▶ _Problem statement_: Look below for the line that contains "Find the large" and the line that contains "Find the white solid", then restate both of them and every line in between, exactly. No picture goes in the copy.
=== Data listing ===
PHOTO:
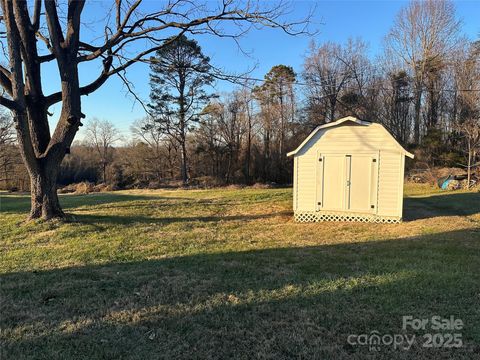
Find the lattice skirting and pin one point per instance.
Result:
(306, 216)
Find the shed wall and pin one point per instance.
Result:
(351, 139)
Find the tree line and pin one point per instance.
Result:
(424, 88)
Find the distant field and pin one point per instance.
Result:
(222, 274)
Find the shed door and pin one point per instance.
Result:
(361, 183)
(333, 182)
(348, 182)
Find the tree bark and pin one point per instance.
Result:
(184, 168)
(43, 185)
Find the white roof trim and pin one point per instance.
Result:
(338, 122)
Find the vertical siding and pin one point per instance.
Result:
(352, 139)
(389, 183)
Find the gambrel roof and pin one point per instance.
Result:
(356, 121)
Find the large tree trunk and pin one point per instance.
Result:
(418, 106)
(184, 165)
(43, 184)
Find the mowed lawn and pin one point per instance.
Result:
(222, 274)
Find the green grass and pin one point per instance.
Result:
(227, 274)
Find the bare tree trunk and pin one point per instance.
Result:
(416, 124)
(184, 166)
(43, 185)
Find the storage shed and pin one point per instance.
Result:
(349, 170)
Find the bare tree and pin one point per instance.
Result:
(102, 135)
(423, 33)
(7, 153)
(147, 132)
(326, 76)
(470, 131)
(131, 33)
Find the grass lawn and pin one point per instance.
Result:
(225, 274)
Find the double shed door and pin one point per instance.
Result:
(347, 182)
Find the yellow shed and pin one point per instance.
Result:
(349, 170)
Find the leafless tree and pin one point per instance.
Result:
(102, 135)
(326, 76)
(470, 131)
(422, 35)
(51, 31)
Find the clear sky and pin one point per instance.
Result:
(334, 20)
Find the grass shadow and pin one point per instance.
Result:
(11, 203)
(447, 204)
(135, 219)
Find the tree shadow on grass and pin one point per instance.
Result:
(133, 219)
(274, 303)
(11, 203)
(447, 204)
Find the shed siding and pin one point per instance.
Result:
(306, 181)
(350, 138)
(390, 179)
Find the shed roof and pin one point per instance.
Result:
(340, 122)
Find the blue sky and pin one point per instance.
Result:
(334, 20)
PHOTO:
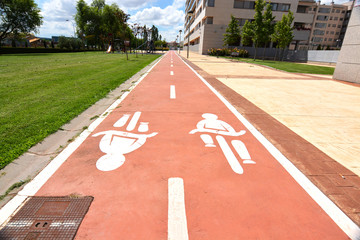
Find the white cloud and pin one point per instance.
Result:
(169, 20)
(56, 12)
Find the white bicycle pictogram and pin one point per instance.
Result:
(117, 143)
(211, 124)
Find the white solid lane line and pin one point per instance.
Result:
(233, 162)
(339, 217)
(177, 224)
(172, 92)
(133, 121)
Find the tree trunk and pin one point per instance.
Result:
(255, 51)
(264, 52)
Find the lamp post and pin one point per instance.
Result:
(135, 29)
(177, 37)
(189, 14)
(180, 40)
(67, 20)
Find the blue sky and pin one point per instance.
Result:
(166, 15)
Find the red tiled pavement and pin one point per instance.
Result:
(131, 202)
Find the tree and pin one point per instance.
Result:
(154, 33)
(283, 32)
(232, 35)
(18, 16)
(268, 19)
(247, 33)
(100, 23)
(258, 24)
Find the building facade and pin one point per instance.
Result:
(348, 64)
(205, 28)
(327, 25)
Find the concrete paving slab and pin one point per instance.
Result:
(324, 112)
(316, 164)
(31, 163)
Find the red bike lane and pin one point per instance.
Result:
(173, 126)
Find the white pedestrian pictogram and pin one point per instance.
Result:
(117, 143)
(211, 124)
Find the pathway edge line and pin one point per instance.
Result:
(333, 211)
(34, 185)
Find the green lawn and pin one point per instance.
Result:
(291, 67)
(41, 92)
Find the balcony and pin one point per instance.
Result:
(301, 35)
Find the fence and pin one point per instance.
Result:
(327, 56)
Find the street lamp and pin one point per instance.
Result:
(136, 31)
(177, 37)
(180, 40)
(67, 20)
(189, 14)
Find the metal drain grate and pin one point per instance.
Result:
(47, 218)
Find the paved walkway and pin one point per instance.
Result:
(340, 184)
(324, 112)
(174, 160)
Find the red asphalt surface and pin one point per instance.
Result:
(131, 202)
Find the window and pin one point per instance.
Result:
(324, 10)
(211, 3)
(242, 21)
(279, 7)
(317, 39)
(301, 9)
(274, 6)
(322, 18)
(244, 4)
(318, 32)
(284, 7)
(320, 25)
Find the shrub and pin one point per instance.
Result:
===
▶ _Response_:
Find the large tree trunk and pin one point per instance.
Result:
(418, 106)
(184, 165)
(43, 184)
Find the mowed lawn and pin one point per instance.
Result:
(222, 274)
Find the green grass and pin one point per instance.
Result:
(227, 274)
Find the bare tree trunk and pin one point per instance.
Result:
(416, 124)
(184, 166)
(43, 185)
Find the storage shed and pin one point per instance.
Result:
(349, 170)
Find the bare tree and pin one point per instance.
Result:
(102, 135)
(423, 33)
(7, 153)
(147, 132)
(326, 76)
(470, 131)
(131, 33)
Find the grass lawn and pin one point per instance.
Result:
(225, 274)
Find the double shed door and pin one point per instance.
Result:
(347, 182)
Find the yellow shed and pin one point per instance.
Result:
(349, 170)
Find the leafless tree and pin one point per instance.
Result:
(102, 135)
(326, 76)
(470, 131)
(422, 35)
(51, 31)
Find the clear sky and pin one point per instance.
Result:
(334, 20)
Find the grass shadow and pin one point per instance.
Result:
(11, 203)
(447, 204)
(135, 219)
Find the tree shadow on grass and pin one point per instance.
Result:
(133, 219)
(274, 303)
(11, 203)
(447, 204)
Find the shed siding and pin one point per instance.
Result:
(306, 181)
(350, 138)
(390, 179)
Find the shed roof and pin one point per instance.
Result:
(340, 122)
Find the blue sky and pin one point per instance.
Result:
(334, 20)
PHOTO:
Find the white cloud and pin one point per instance.
Result:
(169, 20)
(56, 12)
Find the white bicycle pictogram and pin one point per instance.
Result:
(117, 143)
(211, 124)
Find the white solid lane line and pin one point per instance.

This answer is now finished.